Stored records

┄┄┄┄┄┄┄┄┄┄

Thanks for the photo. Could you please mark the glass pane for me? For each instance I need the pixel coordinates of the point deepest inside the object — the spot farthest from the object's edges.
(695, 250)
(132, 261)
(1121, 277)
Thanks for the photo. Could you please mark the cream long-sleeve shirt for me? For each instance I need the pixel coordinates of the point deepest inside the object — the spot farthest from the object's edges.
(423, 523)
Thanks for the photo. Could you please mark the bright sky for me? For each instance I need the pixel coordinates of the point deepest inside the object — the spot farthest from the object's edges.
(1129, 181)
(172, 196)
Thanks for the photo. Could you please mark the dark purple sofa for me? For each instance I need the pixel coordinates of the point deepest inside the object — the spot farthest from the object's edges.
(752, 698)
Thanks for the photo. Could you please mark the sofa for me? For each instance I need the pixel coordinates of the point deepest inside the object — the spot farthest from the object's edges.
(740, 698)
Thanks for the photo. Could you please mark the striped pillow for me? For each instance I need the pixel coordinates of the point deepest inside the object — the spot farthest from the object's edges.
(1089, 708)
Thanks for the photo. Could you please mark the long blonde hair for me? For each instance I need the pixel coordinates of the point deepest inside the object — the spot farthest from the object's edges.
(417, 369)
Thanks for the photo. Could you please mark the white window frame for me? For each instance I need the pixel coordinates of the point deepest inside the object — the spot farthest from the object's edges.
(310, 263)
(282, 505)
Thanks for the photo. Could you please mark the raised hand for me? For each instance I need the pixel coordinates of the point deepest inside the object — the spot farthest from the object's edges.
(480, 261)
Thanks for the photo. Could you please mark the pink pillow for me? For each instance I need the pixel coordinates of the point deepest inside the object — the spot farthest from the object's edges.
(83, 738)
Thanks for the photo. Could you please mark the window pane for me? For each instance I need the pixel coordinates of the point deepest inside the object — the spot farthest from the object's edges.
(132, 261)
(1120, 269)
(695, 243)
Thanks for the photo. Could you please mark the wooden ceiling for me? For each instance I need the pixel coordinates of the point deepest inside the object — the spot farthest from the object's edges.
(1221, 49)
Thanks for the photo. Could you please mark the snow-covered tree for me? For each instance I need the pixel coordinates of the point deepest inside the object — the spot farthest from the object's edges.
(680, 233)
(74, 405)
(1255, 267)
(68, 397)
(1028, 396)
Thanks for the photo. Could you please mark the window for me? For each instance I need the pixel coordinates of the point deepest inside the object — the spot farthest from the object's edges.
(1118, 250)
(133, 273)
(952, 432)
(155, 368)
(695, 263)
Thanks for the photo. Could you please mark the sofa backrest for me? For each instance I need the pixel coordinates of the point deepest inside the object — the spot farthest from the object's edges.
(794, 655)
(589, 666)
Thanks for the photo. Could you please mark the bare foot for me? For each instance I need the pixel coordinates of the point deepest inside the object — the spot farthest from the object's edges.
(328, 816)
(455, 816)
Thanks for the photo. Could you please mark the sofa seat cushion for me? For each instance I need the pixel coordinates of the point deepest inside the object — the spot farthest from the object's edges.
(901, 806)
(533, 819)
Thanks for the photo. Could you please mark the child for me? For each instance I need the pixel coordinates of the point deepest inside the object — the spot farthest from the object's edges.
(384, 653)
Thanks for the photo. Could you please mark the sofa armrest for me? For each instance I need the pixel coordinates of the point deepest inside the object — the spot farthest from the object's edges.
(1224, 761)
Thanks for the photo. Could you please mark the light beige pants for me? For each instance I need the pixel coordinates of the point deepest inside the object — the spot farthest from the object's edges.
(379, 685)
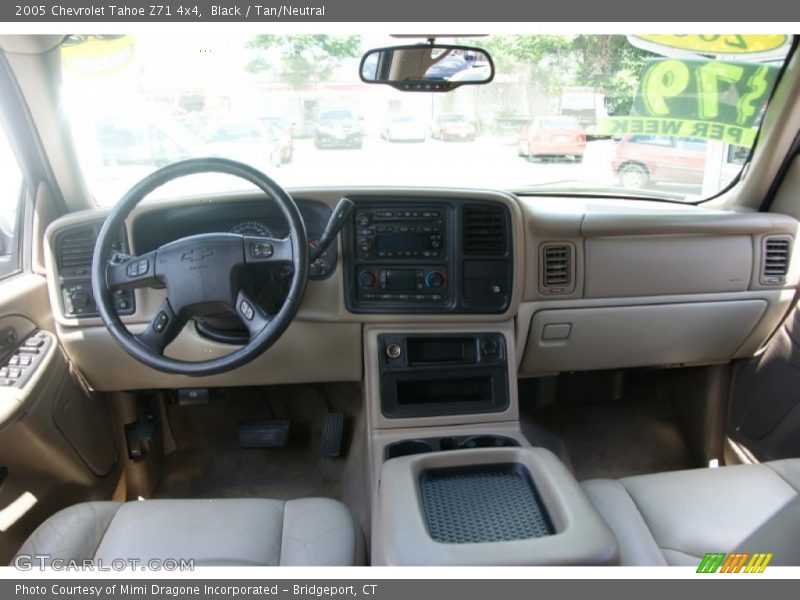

┄┄┄┄┄┄┄┄┄┄

* [What is expected]: Copy word for word the lines of the rows from the line with "Thanks for the photo. Could you please mark the sofa for" up to and including the line with "(1089, 708)".

* [Response to the task]:
Thanks for the photo. Could you please mark the sofa for me? For each instance I need the pixel coordinates of the point deepest inside the object — the spot farthest from the object's edges.
(740, 698)
Thanks for the photo. Could you please mark the striped pillow for me? For each instance I need the pixel coordinates of the point deepest inside the object — the spot farthest from the object's edges.
(1089, 708)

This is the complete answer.